# The task
Restate each line below word for word, skipping every picture.

# Available records
++++++++
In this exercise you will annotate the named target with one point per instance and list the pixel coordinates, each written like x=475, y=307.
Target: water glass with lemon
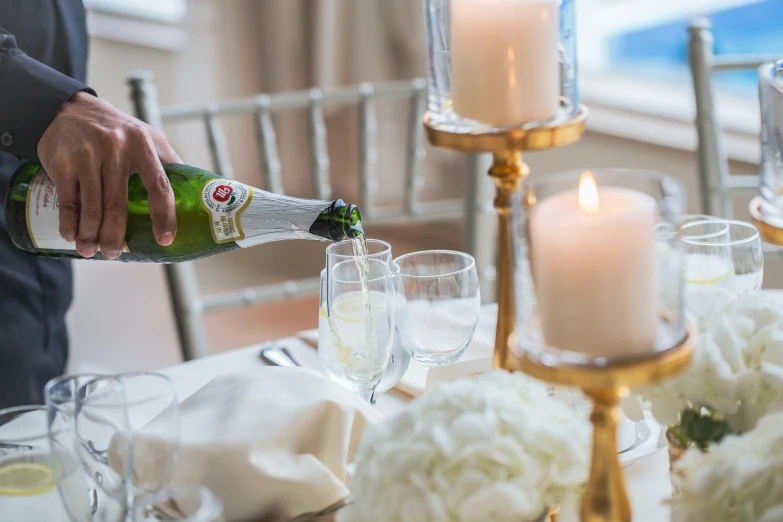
x=30, y=472
x=722, y=255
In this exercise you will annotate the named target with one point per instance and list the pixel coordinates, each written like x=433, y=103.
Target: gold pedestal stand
x=769, y=233
x=507, y=172
x=605, y=499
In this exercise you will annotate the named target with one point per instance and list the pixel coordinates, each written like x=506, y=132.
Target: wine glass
x=360, y=310
x=399, y=359
x=438, y=304
x=30, y=472
x=723, y=255
x=104, y=489
x=136, y=410
x=182, y=503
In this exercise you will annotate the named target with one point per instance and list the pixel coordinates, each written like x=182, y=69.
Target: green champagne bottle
x=214, y=215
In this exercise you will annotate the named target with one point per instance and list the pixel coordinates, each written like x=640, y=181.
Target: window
x=161, y=11
x=648, y=39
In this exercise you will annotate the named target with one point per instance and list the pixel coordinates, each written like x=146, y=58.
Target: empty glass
x=438, y=304
x=361, y=320
x=30, y=472
x=180, y=503
x=104, y=489
x=139, y=410
x=399, y=360
x=722, y=255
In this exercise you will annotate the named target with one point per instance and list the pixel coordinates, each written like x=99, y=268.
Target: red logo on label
x=222, y=193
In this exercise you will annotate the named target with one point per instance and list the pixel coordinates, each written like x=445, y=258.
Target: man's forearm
x=31, y=93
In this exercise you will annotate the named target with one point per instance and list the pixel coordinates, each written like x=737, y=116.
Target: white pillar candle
x=594, y=269
x=504, y=60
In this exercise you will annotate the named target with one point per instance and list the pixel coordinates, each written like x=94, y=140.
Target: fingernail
x=166, y=239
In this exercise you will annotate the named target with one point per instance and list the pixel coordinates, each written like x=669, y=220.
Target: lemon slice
x=349, y=308
x=26, y=478
x=705, y=269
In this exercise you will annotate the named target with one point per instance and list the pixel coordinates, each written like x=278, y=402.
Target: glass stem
x=367, y=395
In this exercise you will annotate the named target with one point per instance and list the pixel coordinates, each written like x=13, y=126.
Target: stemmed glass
x=722, y=255
x=127, y=427
x=399, y=359
x=30, y=473
x=438, y=304
x=105, y=489
x=361, y=320
x=181, y=503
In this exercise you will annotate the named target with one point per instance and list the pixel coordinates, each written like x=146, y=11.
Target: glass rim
x=702, y=239
x=211, y=506
x=52, y=383
x=27, y=408
x=455, y=253
x=120, y=379
x=330, y=249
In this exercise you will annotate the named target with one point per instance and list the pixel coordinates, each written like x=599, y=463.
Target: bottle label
x=225, y=200
x=43, y=215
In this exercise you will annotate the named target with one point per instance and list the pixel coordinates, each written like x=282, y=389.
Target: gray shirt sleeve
x=31, y=93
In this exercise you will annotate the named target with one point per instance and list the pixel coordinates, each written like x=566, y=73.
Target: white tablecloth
x=647, y=479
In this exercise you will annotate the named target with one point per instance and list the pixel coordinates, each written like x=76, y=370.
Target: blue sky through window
x=661, y=51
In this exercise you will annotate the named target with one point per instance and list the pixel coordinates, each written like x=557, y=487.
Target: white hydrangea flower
x=740, y=479
x=737, y=367
x=492, y=449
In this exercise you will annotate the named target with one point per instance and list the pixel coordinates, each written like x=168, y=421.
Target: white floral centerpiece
x=492, y=449
x=738, y=480
x=736, y=376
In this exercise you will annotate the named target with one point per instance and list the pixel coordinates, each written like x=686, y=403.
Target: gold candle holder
x=605, y=498
x=507, y=171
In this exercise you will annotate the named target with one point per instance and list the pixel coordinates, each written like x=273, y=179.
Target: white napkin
x=271, y=444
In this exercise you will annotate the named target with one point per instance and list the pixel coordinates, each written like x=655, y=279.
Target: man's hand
x=90, y=151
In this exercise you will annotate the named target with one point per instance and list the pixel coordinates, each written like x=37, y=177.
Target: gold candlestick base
x=507, y=171
x=768, y=232
x=605, y=499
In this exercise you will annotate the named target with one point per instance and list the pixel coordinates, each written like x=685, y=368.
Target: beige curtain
x=326, y=43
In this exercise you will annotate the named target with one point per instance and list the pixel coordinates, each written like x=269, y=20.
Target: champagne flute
x=30, y=472
x=438, y=304
x=104, y=488
x=136, y=410
x=399, y=360
x=360, y=308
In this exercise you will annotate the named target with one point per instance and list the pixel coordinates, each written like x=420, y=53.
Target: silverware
x=277, y=355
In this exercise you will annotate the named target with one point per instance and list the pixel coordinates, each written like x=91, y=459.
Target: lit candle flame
x=588, y=193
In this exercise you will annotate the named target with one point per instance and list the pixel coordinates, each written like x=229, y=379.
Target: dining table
x=647, y=478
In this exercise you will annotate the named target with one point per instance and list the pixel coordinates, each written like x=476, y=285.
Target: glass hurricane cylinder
x=600, y=300
x=598, y=266
x=497, y=64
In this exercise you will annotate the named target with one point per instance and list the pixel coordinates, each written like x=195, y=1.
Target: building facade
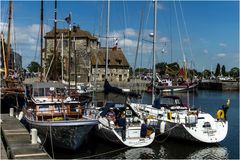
++++++++
# Exercise output
In this exercise you will annotate the named target with one point per instance and list the pixel coordinates, each written like x=475, y=307.
Target: water glass with lemon
x=30, y=472
x=722, y=255
In this exercise you will annotate the named target with one point per instance and list the pixel coordinates, each written like x=433, y=103.
Target: gold pedestal stand
x=769, y=233
x=507, y=172
x=605, y=499
In this exercise you will annotate the named target with one point per instance and list the pixel coordinates, each written like x=506, y=132.
Target: wine glass
x=360, y=310
x=399, y=359
x=438, y=304
x=30, y=472
x=723, y=255
x=104, y=489
x=136, y=410
x=182, y=503
In this exercise you will annotate the named target with one point per instance and list the pixel coordinates, each written like x=182, y=69.
Target: green champagne bottle
x=214, y=215
In this exercise you will annotate the named target with one point per instance and list the pixel coordinates, each written like x=640, y=181.
Target: window
x=161, y=11
x=648, y=39
In this exercise you will annotate the named target with one point per instance and list the pixel coordinates, each written like x=146, y=58.
Target: empty glass
x=438, y=304
x=361, y=320
x=30, y=472
x=180, y=503
x=104, y=489
x=139, y=410
x=399, y=360
x=722, y=255
In this exercise you will annotate the named target with one point per instance and list the pixel coordinates, each written like x=99, y=268.
Target: red logo on label
x=222, y=193
In this exercise you will annotate the named target with one point per instance and list the pixel coordinates, each written like x=445, y=258.
Target: man's forearm
x=31, y=93
In this exercise you will annotate the named target with one point per instance and list the pixel coordinates, each written like x=737, y=116.
Target: white pillar candle
x=594, y=269
x=504, y=60
In this exercise you will annotate the named target with one point per instance and list the pixel coordinates, each written like x=94, y=140.
Target: fingernail
x=166, y=239
In this exercise you will annotate the named target with one point per instance and list the pixel coordinates, each written like x=669, y=220.
Target: lemon slice
x=349, y=308
x=26, y=478
x=705, y=269
In this exercise you will annotate the named target with one point per instance and list the pixel coordinates, each written like x=278, y=402.
Target: glass stem
x=367, y=395
In this exercise you will annotate the named target with one point per instance and list the pixel coordinates, each written like x=13, y=126.
Target: stemmed glass
x=722, y=255
x=127, y=427
x=399, y=359
x=30, y=473
x=438, y=304
x=105, y=489
x=361, y=320
x=181, y=503
In this exercise you will annotate the named target with one point per instance and list the pixel coordinates, each written like x=146, y=11.
Target: glass rim
x=702, y=239
x=211, y=506
x=52, y=383
x=27, y=408
x=455, y=253
x=120, y=379
x=330, y=249
In this exercise you will annotate the named target with one point per instance and list the pixel coordinates, each written like x=599, y=463.
Target: bottle label
x=225, y=200
x=43, y=215
In this exercise you will annotate the named target with one point per instance and list the pixel coordinates, each written like x=282, y=389.
Target: gray shirt sleeve
x=31, y=93
In this exercise you will annotate the named target with one point per instance and list the pixel coordinates, each written like x=566, y=73.
Target: white tablecloth
x=647, y=479
In this exercise you will annotate the named target with one point per instance and list the pixel coordinates, each written like x=76, y=370.
Target: blue sky through window
x=661, y=51
In this exercise you will annotate the named target with one point per instance and list the pixel coordinates, each written like x=557, y=487.
Target: white hydrangea flower
x=740, y=479
x=737, y=367
x=492, y=449
In this exercise you will annotate the named target with one point per instance and list the pixel coordinates, each written like x=168, y=421.
Target: white floral centerpiece
x=492, y=449
x=738, y=480
x=736, y=376
In this exercise you will annotate the named target with one point per instance and list the pixel coordinates, each written like x=686, y=403.
Target: gold candle holder
x=605, y=498
x=507, y=171
In this exercise you will annotate the named target with one point per instance and list the pixel coordinates, each written like x=273, y=179.
Target: white napkin
x=271, y=444
In this exercise you will annotate the named target with one point per instance and list the pixel coordinates, each written like x=655, y=279.
Target: man's hand
x=90, y=151
In this exercise you will annotate the named target with one point per instance and list the pixel coordinates, each written like x=37, y=177.
Target: gold candlestick base
x=507, y=171
x=768, y=232
x=605, y=499
In this exercise you will annotate the named target with one point per instance and list the pixel coordinates, each written like x=685, y=368.
Target: beige curtain
x=326, y=43
In this exercise you will annotate the named target with one point per instance and list the pixel coordinates, each written like x=269, y=20.
Target: champagne flute
x=30, y=472
x=438, y=304
x=104, y=488
x=136, y=410
x=399, y=360
x=360, y=308
In this exercise you will annotate the named target with one point per instance and list the pixel coordinates, each written like x=420, y=53.
Target: silverware
x=277, y=355
In this exercise you will annotate the named target with one point per instance and list the pixel coordinates, each written like x=91, y=459.
Target: lit candle flame
x=588, y=193
In this exercise you will annotate the named target with one point per instance and list the pixel coordinates, each written like x=229, y=379.
Target: dining table
x=647, y=478
In this exercise you will annotate the named target with one point per instance and list the pixel coordinates, each written like x=476, y=285.
Target: glass hurricane cylinder
x=600, y=300
x=598, y=266
x=497, y=64
In this exercise you will annotate the named target with one point per instance and list the pixel coordinates, each written like x=195, y=1.
Target: building facade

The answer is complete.